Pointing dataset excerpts
— Start —
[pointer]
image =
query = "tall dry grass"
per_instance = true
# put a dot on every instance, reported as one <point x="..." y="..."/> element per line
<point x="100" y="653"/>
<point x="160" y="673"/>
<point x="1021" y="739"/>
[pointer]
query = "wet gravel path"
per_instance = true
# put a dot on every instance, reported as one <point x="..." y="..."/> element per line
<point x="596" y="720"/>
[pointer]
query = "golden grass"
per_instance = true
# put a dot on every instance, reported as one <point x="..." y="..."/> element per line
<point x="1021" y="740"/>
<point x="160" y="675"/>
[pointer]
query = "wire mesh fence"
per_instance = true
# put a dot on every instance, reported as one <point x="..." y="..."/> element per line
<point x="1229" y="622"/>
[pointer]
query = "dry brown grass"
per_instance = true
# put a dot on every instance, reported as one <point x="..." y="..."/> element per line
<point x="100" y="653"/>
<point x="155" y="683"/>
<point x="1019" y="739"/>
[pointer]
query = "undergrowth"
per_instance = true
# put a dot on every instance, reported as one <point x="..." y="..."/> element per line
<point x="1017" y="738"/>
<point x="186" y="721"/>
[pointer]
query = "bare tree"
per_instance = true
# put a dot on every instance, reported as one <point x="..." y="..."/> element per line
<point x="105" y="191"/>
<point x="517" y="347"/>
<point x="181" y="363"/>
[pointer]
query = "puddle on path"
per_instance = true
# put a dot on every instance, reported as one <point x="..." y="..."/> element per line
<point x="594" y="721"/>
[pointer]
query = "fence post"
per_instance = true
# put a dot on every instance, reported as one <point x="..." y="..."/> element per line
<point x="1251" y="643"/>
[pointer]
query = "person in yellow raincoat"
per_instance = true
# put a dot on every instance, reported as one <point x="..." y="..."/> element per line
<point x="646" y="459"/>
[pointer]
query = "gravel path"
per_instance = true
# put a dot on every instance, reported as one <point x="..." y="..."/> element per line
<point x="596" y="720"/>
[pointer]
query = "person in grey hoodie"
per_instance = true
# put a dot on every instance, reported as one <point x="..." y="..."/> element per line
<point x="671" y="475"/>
— End —
To do
Repeat each record in full; every line must match exactly.

Output for this exercise
[pointer]
image =
query = "tall dry grass"
per_instance = true
# put a dot on every instance, reported as one <point x="..." y="..."/> element per line
<point x="100" y="653"/>
<point x="160" y="673"/>
<point x="1021" y="739"/>
[pointer]
query = "wet gravel path"
per_instance = true
# put a dot on every instance, reported as one <point x="..." y="..."/> element per line
<point x="596" y="720"/>
[pointer]
query = "golden grass"
per_instance = true
# put a dot on every instance, reported as one <point x="..." y="..."/> element per line
<point x="1021" y="740"/>
<point x="160" y="675"/>
[pointer]
query = "wire mesh fence"
per_instance = true
# put a dot on every instance, reported as one <point x="..." y="..."/> element per line
<point x="1229" y="622"/>
[pointer]
query = "dry brown grass"
per_instance = true
# put a dot on every instance, reported as one <point x="..." y="..."/> element per line
<point x="100" y="653"/>
<point x="155" y="683"/>
<point x="1019" y="739"/>
[pointer]
query = "undergrowth"
per_instance = true
# put a dot on every instance, reported as one <point x="..." y="..."/> element per line
<point x="1017" y="738"/>
<point x="186" y="721"/>
[pointer]
query = "bare tree"
per_instance = true
# put a dot on every instance, reported as one <point x="..." y="..."/> element per line
<point x="105" y="191"/>
<point x="517" y="347"/>
<point x="181" y="363"/>
[pointer]
query = "puddle on path"
per_instance = true
# put a dot on every instance, reported as one <point x="..." y="..."/> element per line
<point x="594" y="721"/>
[pointer]
query = "fence post"
per_instance = true
# put a dot on every instance, reported as one <point x="..." y="..."/> element per line
<point x="1251" y="643"/>
[pointer]
query = "person in yellow raincoat"
per_instance = true
# put a dot on every instance, reported as one <point x="..." y="..."/> element per line
<point x="646" y="459"/>
[pointer]
query = "gravel path"
per_instance = true
# put a dot on every instance, reported as one <point x="..." y="..."/> element per line
<point x="596" y="720"/>
[pointer]
query = "person in grey hoodie"
per_instance = true
# put a dot on every instance, reported as one <point x="..." y="..."/> element per line
<point x="671" y="475"/>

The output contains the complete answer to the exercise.